◆ Work instructions:
Show each line of the data below that has the string "shrub" in it.

[Entries supplied Boundary: Start]

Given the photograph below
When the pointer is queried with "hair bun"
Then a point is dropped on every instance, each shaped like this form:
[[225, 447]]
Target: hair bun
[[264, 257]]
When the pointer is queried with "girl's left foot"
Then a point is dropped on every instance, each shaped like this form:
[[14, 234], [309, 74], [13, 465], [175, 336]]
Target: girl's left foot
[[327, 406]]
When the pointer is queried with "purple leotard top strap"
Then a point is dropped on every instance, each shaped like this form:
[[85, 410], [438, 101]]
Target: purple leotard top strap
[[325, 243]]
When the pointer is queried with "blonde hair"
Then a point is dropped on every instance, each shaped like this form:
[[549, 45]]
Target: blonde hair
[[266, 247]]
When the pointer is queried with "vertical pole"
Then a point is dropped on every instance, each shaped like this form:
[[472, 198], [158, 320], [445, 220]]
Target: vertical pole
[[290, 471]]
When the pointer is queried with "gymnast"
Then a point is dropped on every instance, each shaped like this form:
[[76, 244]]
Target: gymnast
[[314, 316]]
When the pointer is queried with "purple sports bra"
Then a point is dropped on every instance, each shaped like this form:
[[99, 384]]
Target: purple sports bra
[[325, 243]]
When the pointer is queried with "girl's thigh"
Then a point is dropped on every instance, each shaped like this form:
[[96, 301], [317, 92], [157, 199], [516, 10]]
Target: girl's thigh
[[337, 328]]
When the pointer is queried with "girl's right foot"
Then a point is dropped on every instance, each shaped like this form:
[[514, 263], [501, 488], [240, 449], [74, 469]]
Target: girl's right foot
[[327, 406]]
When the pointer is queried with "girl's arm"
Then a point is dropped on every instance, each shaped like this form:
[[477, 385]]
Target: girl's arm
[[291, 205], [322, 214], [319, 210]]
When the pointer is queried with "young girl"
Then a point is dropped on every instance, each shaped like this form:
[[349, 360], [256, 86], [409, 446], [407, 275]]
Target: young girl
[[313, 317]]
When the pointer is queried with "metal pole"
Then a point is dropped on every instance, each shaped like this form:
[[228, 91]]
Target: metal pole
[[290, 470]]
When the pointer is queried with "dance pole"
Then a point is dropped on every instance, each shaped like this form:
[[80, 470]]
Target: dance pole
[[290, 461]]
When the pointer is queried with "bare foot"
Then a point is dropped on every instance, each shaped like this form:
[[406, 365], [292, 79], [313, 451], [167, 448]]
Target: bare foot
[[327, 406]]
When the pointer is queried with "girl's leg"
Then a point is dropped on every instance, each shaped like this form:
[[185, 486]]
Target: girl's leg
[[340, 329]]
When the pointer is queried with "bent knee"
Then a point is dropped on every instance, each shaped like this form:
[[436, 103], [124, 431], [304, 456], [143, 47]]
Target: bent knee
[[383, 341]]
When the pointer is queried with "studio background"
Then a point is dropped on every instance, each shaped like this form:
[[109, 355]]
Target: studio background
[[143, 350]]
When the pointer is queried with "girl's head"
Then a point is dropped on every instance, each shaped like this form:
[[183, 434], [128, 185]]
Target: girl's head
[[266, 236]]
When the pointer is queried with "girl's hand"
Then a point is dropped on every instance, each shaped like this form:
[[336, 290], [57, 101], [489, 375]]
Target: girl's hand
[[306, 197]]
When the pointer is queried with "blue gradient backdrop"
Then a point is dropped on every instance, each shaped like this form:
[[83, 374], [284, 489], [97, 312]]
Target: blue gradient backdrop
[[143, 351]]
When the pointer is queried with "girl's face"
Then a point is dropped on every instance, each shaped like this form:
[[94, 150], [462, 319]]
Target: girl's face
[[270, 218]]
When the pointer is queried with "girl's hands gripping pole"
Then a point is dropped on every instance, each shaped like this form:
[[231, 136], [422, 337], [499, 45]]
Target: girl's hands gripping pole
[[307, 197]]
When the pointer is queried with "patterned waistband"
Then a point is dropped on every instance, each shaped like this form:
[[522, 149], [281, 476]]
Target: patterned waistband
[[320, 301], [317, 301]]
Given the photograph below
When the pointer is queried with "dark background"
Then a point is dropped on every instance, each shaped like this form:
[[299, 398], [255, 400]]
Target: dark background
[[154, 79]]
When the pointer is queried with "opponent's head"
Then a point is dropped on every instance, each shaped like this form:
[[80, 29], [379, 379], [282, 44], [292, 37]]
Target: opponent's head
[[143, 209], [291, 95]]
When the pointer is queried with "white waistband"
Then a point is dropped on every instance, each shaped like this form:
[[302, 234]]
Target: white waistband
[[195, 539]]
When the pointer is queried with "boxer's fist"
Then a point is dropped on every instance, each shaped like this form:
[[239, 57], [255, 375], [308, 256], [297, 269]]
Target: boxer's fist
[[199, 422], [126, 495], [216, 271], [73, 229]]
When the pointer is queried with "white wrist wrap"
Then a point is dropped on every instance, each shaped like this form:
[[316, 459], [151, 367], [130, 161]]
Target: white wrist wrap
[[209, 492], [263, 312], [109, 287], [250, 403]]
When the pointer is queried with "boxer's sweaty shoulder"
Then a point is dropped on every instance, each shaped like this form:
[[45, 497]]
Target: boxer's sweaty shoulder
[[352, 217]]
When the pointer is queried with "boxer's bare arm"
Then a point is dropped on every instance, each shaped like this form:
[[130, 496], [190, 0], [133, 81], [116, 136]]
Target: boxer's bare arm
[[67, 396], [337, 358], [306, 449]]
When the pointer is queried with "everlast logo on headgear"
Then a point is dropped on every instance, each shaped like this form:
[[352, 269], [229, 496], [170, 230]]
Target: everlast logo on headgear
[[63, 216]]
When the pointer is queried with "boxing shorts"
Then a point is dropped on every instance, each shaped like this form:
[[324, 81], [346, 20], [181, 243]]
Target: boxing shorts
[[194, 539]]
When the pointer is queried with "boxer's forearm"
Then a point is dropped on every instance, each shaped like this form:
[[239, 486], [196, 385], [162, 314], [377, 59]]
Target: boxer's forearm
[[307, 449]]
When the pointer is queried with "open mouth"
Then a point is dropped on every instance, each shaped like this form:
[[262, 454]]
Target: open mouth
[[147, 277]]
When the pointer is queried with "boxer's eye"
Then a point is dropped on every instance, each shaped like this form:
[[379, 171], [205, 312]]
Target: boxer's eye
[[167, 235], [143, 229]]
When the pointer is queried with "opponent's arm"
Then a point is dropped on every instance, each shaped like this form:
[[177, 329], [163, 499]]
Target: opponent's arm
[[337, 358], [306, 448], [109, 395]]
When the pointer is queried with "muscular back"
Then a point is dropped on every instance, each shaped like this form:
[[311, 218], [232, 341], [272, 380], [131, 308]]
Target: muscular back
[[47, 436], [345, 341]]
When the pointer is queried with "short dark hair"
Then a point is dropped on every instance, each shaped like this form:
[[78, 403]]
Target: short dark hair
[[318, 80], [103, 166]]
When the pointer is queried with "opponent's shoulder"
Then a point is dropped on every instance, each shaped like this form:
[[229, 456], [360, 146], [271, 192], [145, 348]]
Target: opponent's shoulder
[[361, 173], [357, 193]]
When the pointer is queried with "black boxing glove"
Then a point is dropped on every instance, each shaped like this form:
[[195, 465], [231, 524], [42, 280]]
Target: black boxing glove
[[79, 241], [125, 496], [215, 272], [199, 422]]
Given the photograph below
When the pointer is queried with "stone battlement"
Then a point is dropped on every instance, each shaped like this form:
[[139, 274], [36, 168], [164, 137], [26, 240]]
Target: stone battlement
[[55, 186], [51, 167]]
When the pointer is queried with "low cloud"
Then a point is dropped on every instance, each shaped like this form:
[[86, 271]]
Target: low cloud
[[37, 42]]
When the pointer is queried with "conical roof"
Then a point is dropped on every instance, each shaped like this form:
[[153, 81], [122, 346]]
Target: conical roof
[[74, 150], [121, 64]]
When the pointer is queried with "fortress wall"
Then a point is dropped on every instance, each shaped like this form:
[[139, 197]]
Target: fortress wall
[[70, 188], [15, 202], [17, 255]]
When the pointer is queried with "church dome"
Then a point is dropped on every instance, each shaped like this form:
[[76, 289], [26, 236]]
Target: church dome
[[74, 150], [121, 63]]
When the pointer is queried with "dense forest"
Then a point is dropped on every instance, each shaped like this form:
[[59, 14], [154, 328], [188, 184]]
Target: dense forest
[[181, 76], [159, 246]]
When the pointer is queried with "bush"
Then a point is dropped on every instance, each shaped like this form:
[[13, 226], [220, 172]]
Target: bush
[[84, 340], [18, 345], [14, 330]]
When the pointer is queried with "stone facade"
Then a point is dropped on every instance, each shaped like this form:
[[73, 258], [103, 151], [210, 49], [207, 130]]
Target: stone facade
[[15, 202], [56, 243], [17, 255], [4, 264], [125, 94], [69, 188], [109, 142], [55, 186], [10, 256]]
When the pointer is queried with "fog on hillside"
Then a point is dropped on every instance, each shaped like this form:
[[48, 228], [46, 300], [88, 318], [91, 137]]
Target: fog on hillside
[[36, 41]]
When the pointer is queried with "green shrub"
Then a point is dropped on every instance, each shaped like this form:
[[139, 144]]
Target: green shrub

[Entries supplied Boundary: End]

◆ Expected answer:
When the pointer is queried with "green shrub"
Target: green shrub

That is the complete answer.